### SUPPLIED PASSAGE
====================
We are abandoning SQL monitor for now
qcjims
Posts: 38
so, we are going to abandon our sql monitor "experiment"
the reasons:
1. too many different errors cause monitoring to stop and not automatically restart
2. no clear information on how to fix specific problems that cause the monitoring errors. even though you say the errors are detailed and specific, the reality is that they are not - they are vague and non-descriptive.
3. I do not have 3+ hours to dedicate to troubleshooting every single error we get. I am too busy and do not have the time to work the dozens of different problems we are encountering.
4. product does not scale well. we have 200+ physical servers to monitor and this product just cannot do it
5. We do not have any problems with other monitoring tools - these include MOM 2005, SCOM 2007 R2, quest spotlight, and quest foglight PA. We only have major problems with SQL monitor. It is just too much work to get this product working. it is definitely not production ready for a large installation like ours.
-jim
the reasons:
1. too many different errors cause monitoring to stop and not automatically restart
2. no clear information on how to fix specific problems that cause the monitoring errors. even though you say the errors are detailed and specific, the reality is that they are not - they are vague and non-descriptive.
3. I do not have 3+ hours to dedicate to troubleshooting every single error we get. I am too busy and do not have the time to work the dozens of different problems we are encountering.
====================
### STORED DATA
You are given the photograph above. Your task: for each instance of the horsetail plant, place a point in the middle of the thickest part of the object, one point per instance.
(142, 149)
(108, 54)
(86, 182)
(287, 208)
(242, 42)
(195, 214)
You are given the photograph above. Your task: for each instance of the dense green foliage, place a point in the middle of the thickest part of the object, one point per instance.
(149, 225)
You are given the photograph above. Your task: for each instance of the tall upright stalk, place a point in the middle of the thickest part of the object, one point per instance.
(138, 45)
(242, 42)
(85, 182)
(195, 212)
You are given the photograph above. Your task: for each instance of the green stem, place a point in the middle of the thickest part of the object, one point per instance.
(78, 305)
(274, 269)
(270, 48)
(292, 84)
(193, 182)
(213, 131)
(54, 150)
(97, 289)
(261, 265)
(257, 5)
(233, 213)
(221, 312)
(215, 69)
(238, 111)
====================
### WRITTEN TASKS
A. Answer these questions from the forum post about abandoning SQL monitor, one answer per line:
(i) How many physical servers does the poster say need monitoring?
(ii) How many hours does the poster say they cannot dedicate to troubleshooting every single error?
(iii) Which other monitoring tools does the poster name?
B. Repeat the part of the forum post about abandoning SQL monitor that begins at the words "4. product does" and stops after "installation like ours.".

### OUTPUTS BY TASK
A.
(i) 200+
(ii) 3+ hours
(iii) MOM 2005, SCOM 2007 R2, quest spotlight, and quest foglight PA

B.
4. product does not scale well. we have 200+ physical servers to monitor and this product just cannot do it
5. We do not have any problems with other monitoring tools - these include MOM 2005, SCOM 2007 R2, quest spotlight, and quest foglight PA. We only have major problems with SQL monitor. It is just too much work to get this product working. it is definitely not production ready for a large installation like ours.